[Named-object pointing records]
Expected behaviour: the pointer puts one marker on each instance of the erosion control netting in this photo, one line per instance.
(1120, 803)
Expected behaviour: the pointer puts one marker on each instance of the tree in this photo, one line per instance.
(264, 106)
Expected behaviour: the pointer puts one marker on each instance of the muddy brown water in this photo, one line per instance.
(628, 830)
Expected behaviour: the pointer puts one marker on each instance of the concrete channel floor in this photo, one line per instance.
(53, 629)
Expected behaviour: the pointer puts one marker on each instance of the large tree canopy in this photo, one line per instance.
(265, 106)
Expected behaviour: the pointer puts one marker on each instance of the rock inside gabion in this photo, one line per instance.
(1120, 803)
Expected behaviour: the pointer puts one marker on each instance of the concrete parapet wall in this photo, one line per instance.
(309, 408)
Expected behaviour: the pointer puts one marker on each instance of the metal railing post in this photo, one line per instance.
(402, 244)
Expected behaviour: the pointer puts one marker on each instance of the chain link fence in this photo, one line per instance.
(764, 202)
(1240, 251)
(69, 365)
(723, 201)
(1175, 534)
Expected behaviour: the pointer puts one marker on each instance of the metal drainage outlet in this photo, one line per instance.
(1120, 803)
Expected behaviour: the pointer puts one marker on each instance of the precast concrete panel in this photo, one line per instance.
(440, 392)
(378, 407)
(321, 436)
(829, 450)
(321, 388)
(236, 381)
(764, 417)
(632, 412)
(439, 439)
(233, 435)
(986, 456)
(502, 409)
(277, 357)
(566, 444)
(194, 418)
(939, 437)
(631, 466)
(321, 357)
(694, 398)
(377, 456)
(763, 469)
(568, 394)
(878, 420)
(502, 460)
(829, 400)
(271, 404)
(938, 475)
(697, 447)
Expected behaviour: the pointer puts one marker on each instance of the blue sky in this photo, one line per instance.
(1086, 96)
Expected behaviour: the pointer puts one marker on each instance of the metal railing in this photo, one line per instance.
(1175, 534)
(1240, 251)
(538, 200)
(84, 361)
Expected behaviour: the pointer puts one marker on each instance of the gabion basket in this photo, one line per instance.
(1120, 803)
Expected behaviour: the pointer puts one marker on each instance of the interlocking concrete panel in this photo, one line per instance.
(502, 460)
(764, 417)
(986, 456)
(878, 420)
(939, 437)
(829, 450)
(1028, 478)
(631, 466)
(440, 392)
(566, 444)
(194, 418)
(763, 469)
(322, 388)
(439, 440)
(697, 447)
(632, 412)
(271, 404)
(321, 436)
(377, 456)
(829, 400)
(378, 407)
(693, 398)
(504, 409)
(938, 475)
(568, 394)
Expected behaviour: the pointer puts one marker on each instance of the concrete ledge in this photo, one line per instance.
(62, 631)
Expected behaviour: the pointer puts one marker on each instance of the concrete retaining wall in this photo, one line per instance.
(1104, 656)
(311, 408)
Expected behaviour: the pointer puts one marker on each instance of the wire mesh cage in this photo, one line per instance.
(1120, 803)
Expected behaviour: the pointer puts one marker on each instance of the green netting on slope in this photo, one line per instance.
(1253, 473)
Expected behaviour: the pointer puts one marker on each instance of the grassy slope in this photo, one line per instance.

_Description of the task_
Convert all of the data above into a numbered list with one item per line, leaving out any blank lines.

_Exercise response_
1. Expected behaviour: the pointer puts one marker on each instance of the erosion control netting in this photo, one line per instance.
2. (1120, 803)
3. Expected behaviour: the pointer puts one marker on each instance of the tree in this photo, one line per instance.
4. (264, 106)
5. Expected behaviour: the pointer puts one marker on each instance of the muddy brown water in this photo, one line per instance.
6. (628, 830)
7. Expected behaviour: the pointer puts one marker on each instance of the concrete channel floor in this photo, one line per instance.
8. (53, 629)
9. Expected behaviour: the pointer puts one marker on each instance of the large tree canopy in this photo, one line per instance.
10. (265, 106)
11. Expected behaviour: the pointer puts one marker on each instance of the rock inside gabion in this photo, one line per instance.
12. (1120, 803)
13. Expected behaviour: the pointer puts one marker on each instance of the concrete parapet wall in this photo, one line per instance.
14. (309, 408)
15. Expected behaviour: the pointer puts one marker on each instance of the metal railing post in this photo, one line per instance.
16. (402, 244)
17. Expected behaviour: the pointer puts one marker on each instance of the chain link fence in this photo, one line per instance.
18. (764, 202)
19. (1240, 251)
20. (69, 365)
21. (723, 201)
22. (1175, 534)
23. Expected behaviour: the pointer puts one marker on each instance of the metal drainage outlet in this photo, one line per instance.
24. (1120, 803)
25. Expected behaviour: the pointer puts one marker on each instance of the precast concrete panel in this photo, one line per instance.
26. (440, 392)
27. (378, 407)
28. (321, 436)
29. (829, 450)
30. (321, 388)
31. (236, 381)
32. (764, 417)
33. (632, 412)
34. (439, 439)
35. (233, 435)
36. (986, 456)
37. (502, 409)
38. (277, 357)
39. (566, 444)
40. (194, 418)
41. (939, 437)
42. (631, 466)
43. (321, 357)
44. (694, 398)
45. (377, 456)
46. (763, 469)
47. (568, 394)
48. (878, 420)
49. (502, 460)
50. (829, 400)
51. (271, 404)
52. (938, 475)
53. (697, 447)
54. Expected behaviour: the pointer puts one marker on each instance of the blue sky in this photo, one line per instance.
55. (1086, 96)
56. Expected behaviour: the pointer puts one marker on each instance of the metal railing in this photo, one line per instance.
57. (1175, 534)
58. (1240, 251)
59. (538, 200)
60. (84, 361)
61. Expected behaviour: the pointer puts one marker on each instance of the gabion basket in this photo, one line per instance.
62. (1120, 803)
63. Expected behaviour: the pointer puts one marker on each instance of the interlocking concrete panel in this photo, one line per instance.
64. (502, 460)
65. (764, 417)
66. (986, 456)
67. (878, 420)
68. (939, 437)
69. (829, 450)
70. (1028, 478)
71. (631, 466)
72. (440, 392)
73. (566, 444)
74. (194, 418)
75. (763, 469)
76. (322, 388)
77. (439, 440)
78. (697, 447)
79. (632, 412)
80. (271, 404)
81. (321, 436)
82. (377, 456)
83. (829, 400)
84. (378, 407)
85. (693, 398)
86. (504, 409)
87. (938, 475)
88. (568, 394)
89. Expected behaviour: the pointer puts one marker on each instance of the concrete ledge in this photo, one line per instance.
90. (62, 631)
91. Expected behaviour: the pointer puts one marker on each instance of the concrete retaining wall in this photo, one line per instance.
92. (1104, 656)
93. (311, 408)
94. Expected behaviour: the pointer puts one marker on each instance of the wire mesh cage in this photo, one line per instance.
95. (1120, 803)
96. Expected behaviour: the pointer puts one marker on each instance of the green netting on slope in this photo, one line per instance.
97. (1253, 473)
98. Expected behaviour: the pointer puts one marker on each instance of the grassy slope in this photo, one line per instance.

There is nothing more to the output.